Items from a data source:
_ _ _

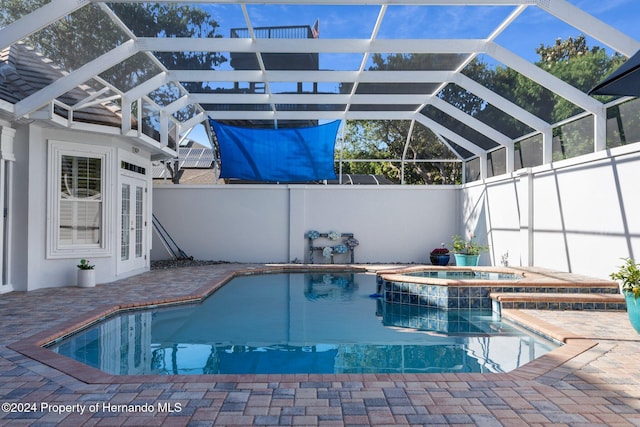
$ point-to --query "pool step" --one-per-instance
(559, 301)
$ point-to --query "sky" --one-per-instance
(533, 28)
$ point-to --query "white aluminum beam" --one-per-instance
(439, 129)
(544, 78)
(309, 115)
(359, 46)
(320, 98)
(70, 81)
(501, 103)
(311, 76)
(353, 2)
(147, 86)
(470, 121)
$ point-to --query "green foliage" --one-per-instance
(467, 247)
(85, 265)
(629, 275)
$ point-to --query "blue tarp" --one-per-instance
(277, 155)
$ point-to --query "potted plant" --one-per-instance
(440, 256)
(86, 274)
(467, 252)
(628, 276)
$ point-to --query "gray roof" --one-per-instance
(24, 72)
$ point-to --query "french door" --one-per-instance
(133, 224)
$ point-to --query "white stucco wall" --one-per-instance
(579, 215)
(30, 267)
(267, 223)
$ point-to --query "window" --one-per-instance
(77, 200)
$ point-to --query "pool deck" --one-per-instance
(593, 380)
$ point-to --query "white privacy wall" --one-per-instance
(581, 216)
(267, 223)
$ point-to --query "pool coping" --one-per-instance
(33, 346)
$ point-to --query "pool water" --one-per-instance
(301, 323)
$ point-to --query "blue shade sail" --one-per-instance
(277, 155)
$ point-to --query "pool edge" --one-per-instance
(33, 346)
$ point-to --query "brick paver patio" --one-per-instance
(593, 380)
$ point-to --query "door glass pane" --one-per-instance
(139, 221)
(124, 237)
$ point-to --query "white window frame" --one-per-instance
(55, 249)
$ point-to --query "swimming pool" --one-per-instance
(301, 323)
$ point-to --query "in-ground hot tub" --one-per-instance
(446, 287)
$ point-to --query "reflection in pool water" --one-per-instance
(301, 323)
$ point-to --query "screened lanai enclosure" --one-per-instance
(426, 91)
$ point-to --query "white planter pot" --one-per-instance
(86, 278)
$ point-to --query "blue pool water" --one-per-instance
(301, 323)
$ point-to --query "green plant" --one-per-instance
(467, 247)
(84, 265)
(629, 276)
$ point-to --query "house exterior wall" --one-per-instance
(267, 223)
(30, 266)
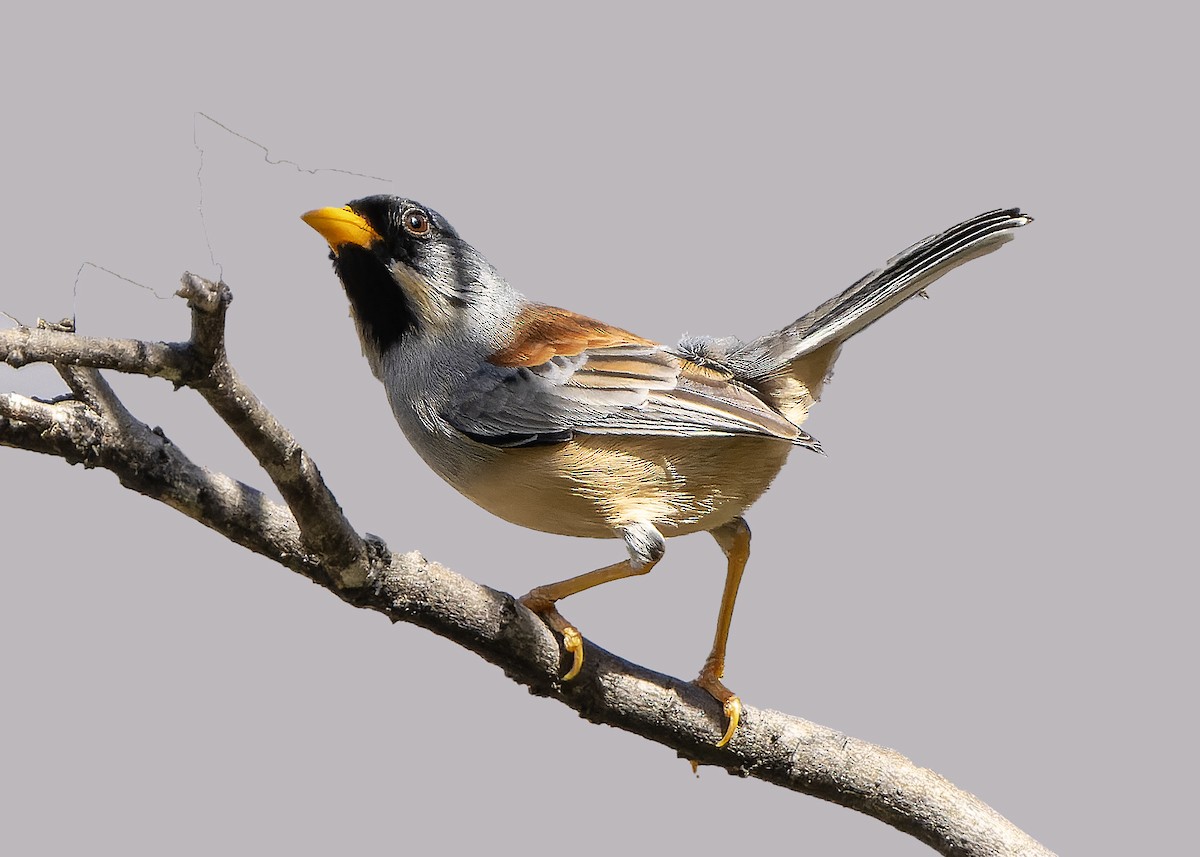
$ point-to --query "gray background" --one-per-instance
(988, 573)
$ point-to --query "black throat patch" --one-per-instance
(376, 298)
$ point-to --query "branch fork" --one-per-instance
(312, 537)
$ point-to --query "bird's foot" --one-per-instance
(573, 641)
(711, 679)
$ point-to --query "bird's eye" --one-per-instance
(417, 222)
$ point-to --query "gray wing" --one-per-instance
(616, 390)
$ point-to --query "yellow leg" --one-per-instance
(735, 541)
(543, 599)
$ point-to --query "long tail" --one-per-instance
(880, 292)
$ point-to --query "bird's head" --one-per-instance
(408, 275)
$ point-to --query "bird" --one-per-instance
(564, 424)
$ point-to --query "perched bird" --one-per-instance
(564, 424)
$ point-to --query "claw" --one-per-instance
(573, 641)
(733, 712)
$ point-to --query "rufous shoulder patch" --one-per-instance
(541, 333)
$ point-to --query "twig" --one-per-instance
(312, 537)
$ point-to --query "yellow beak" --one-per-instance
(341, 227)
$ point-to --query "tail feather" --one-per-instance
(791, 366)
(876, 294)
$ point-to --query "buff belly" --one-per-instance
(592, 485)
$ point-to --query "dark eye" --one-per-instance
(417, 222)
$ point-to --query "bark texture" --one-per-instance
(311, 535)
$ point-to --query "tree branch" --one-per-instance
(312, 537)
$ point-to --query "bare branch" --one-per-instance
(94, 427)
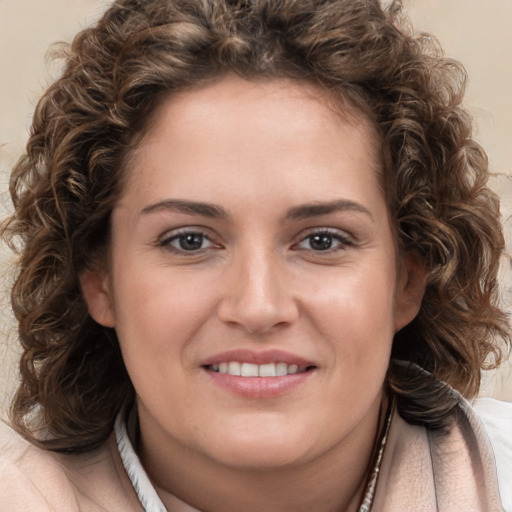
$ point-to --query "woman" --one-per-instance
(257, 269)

_ _ _

Instructions for the task:
Down to the last line, set down the data above exactly, and omit all images.

Written response:
$ point-to --query "pool step" --one-per-instance
(559, 301)
$ point-to --query "sky" --one-per-instance
(533, 28)
$ point-to --query "white aluminum beam" --one-per-instance
(439, 129)
(544, 78)
(309, 115)
(359, 46)
(320, 98)
(70, 81)
(501, 103)
(311, 76)
(353, 2)
(147, 86)
(470, 121)
$ point-to --query "green foliage" --one-per-instance
(467, 247)
(85, 265)
(629, 275)
$ point-to --query "blue tarp" --one-per-instance
(277, 155)
$ point-to --query "potted plant" --one-per-instance
(440, 256)
(86, 274)
(467, 252)
(628, 276)
$ point-to --query "gray roof" --one-per-instance
(24, 72)
$ point-to --query "french door" --one-per-instance
(133, 224)
$ point-to --query "white stucco wall" --one-per-instance
(579, 215)
(30, 267)
(267, 223)
$ point-to --query "window" --one-per-instance
(77, 200)
$ point-to --query "pool deck" --one-per-instance
(593, 380)
$ point-to --query "white privacy wall" --one-per-instance
(581, 216)
(267, 223)
$ point-to --query "pool coping" --one-per-instance
(33, 346)
$ point-to --query "pool water" --one-per-instance
(301, 323)
$ point-to --query "blue shade sail" --one-per-instance
(277, 155)
$ point-to --query "pool edge" --one-per-instance
(33, 346)
$ point-to --query "brick paver patio" --one-per-instance
(593, 380)
$ point-to --query "door glass pane" --one-per-instance
(139, 221)
(124, 237)
$ point-to --query "white window frame" --one-per-instance
(55, 249)
$ point-to --query "swimming pool" --one-per-instance
(301, 323)
$ point-to --query "in-ground hot tub" --one-per-instance
(446, 287)
$ point-to --query "reflection in pool water" --one-per-instance
(301, 323)
$ point-to --query "screened lanai enclosure" --one-per-instance
(426, 91)
$ point-to --query "white planter pot" --one-per-instance
(86, 278)
$ point-to --query "blue pool water" --one-per-instance
(301, 323)
$ point-to --query "green plant" --one-per-instance
(467, 247)
(84, 265)
(629, 276)
$ point-to --query "house exterior wall" --one-per-instance
(267, 223)
(30, 266)
$ point-to --query "gray background" --one-per-instance
(988, 573)
$ point-to --query "black throat patch" --one-per-instance
(376, 298)
$ point-to --query "branch fork" --one-per-instance
(312, 537)
$ point-to --query "bird's foot" --one-per-instance
(573, 641)
(711, 679)
$ point-to --query "bird's eye" --one-per-instance
(417, 222)
$ point-to --query "gray wing" --one-per-instance
(616, 390)
$ point-to --query "yellow leg" --one-per-instance
(735, 541)
(543, 599)
$ point-to --query "long tail" --one-per-instance
(880, 292)
$ point-to --query "bird's head" --one-per-instance
(408, 275)
$ point-to --query "bird" --one-per-instance
(564, 424)
$ point-to --query "perched bird" --one-per-instance
(564, 424)
$ point-to --query "claw" --one-per-instance
(573, 641)
(733, 712)
$ point-to --query "rufous shoulder patch" --one-per-instance
(541, 333)
$ point-to --query "twig" --one-per-instance
(312, 537)
$ point-to --query "yellow beak" --one-per-instance
(341, 227)
$ point-to --query "tail feather" --one-per-instance
(791, 366)
(876, 294)
$ point-to --query "buff belly" --one-per-instance
(592, 485)
$ point-to --query "dark eye" --one-per-instance
(417, 222)
$ point-to --query "bark texture" --one-per-instance
(311, 535)
$ point-to --query "tree branch" --one-per-instance
(312, 537)
$ point-to --query "bare branch" --one-per-instance
(94, 427)
$ point-to --query "woman" --one-per-instance
(257, 269)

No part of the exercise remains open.